GIVEN TEXT:
---

Just how many times can Natalie Portman and Ashton Kutcher have sex?

Let's put it this way. These pretty stars make a herd of randy rabbits look tired in Ivan Reitman's new comedy, "No Strings Attached."

They do it in parking lots. They do it in café bathrooms and hospital supply rooms, with Elvis Presley's peppy "Bossa Nova, Baby" playing in the background to hurry them on.

Even a 10-minute shopping trip for yogurt turns into love on the run for these masters of the horizontal mambo.

Yet real love has little to do with this story that unites a commitment-phobic medical student (Portman) and a low-level producer on a "Glee" rip-off.

Right from start,  "Ghostbusters" director Reitman uses this screen time to mull over an age old question.

Can you have sex regularly with a person and avoid falling in love?

On the up side, Reitman's answer does touch on the times. It also highlights the problems that can arise when commitment and meaningful human interaction get multi-tasked between a zillion tweets.

The movie's premise inspires a few good laughs, at least for two minutes. The rest of the time "No Strings Attached" plays out like a predictable TV sitcom, dishing out one-dimensional cheese that barely pleases.

The film also leaves audiences to ponder this great mystery. Why would "Black Swan's" Portman, the favourite in this year's Oscar race for Best Actress, headline and produce this 10th-rate mess?

No chemistry between Portman and Kutcher

This sex-buddy comedy begins 15 years in the past, when Emma and Adam were teens at summer camp.

---

TASK GOAL: Continue the review of "No Strings Attached" from its last sentence, about Emma and Adam at summer camp. The rows that come next are separate material and have no connection to the film review.

---

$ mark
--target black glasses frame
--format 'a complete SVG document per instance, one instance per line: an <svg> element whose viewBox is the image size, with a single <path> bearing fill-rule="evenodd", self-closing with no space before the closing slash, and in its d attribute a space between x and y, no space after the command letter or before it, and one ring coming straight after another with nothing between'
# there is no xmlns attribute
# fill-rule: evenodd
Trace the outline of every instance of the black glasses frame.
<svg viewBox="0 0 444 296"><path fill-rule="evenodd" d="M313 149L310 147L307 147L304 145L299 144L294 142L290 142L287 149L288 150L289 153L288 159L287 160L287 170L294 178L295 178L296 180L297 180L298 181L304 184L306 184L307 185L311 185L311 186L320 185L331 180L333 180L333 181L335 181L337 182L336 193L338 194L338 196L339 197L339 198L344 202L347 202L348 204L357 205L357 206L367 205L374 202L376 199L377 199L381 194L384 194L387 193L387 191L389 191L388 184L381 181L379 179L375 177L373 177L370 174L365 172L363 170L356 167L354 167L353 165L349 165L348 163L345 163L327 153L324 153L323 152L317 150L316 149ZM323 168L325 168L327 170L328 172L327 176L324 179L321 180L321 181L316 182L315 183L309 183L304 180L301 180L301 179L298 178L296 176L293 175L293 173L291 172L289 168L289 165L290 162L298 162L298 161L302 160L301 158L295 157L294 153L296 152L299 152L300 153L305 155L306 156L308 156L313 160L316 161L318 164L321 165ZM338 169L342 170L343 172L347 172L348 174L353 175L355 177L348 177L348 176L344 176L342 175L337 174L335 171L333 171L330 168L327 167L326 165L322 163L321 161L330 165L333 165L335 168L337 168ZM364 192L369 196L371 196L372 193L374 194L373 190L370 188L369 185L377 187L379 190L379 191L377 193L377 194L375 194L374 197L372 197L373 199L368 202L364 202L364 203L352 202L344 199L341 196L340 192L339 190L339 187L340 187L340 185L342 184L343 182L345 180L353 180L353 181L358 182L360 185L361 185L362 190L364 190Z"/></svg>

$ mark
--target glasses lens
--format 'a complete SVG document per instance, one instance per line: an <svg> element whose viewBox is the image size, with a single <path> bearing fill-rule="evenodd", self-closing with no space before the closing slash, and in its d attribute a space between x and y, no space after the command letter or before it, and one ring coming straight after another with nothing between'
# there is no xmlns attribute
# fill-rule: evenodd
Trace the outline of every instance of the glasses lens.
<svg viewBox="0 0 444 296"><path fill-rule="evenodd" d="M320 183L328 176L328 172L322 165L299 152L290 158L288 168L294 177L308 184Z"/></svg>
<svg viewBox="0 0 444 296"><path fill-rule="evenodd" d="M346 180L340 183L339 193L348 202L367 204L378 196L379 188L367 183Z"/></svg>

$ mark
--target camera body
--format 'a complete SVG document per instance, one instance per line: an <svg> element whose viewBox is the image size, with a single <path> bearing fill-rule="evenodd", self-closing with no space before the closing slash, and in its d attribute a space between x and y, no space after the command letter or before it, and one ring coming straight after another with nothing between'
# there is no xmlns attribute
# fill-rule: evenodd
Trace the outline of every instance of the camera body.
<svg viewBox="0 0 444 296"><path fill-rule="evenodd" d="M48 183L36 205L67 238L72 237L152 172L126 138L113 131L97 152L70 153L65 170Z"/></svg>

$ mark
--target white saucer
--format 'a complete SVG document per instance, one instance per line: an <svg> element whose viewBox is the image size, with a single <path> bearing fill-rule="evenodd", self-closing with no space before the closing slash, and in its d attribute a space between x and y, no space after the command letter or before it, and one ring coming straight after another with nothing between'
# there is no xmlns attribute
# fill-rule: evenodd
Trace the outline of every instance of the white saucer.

---

WRITTEN ANSWER:
"My parents just divorced," Adam cries silently.

"I'm not good at emotional stuff," Emma confesses, putting her arm around this kid for comfort.

"Can I finger you?" Adam asks.

Self-assured Emma slams that idea and time marches on.

Years later the two reconnect. The reunion happens after Adam discovers that his TV-star dad (Kevin Klein) has been sleeping with his ex-girlfriend.

Stunned, wounded Adam calls every woman listed in his BlackBerry for sex. He wakes up hung over and naked in Emma's apartment.

Nothing sexual has transpired, although Emma's med-school roomies try to make Adam believe it has. But when the couple is left alone years of repressed lust explodes on the screen.

Clothes are strewn. Breathless sighs are panted. Emma's roommate pounds on the door, yelling "You've 10 minutes to get to the hospital."

"You've got 45 seconds to get it together," Emma challenges Adam.

Her pal complies and gets Emma thinking. What if they only met for sex?

"Do you think we can do this?" Emma's giddy eyes beam.

Emma's "genius" idea certainly turns these players on. Too bad it can't do the same for this sex-capade with no soul.

"No Strings Attached" is better than most romcoms of this ilk, and Portman does her best with the cookie-cutter material in Elizabeth Meriwether's script.

But I wonder what could have happened here if an actor like Jeremy Renner or James McAvoy had filled Kutcher's shoes.

At the very least, "No Strings Attach" would have delivered some real surprises and steered Oscar contender Portman far, far away from earning a Razzie nomination for this lame farce.

One and a half stars out of four.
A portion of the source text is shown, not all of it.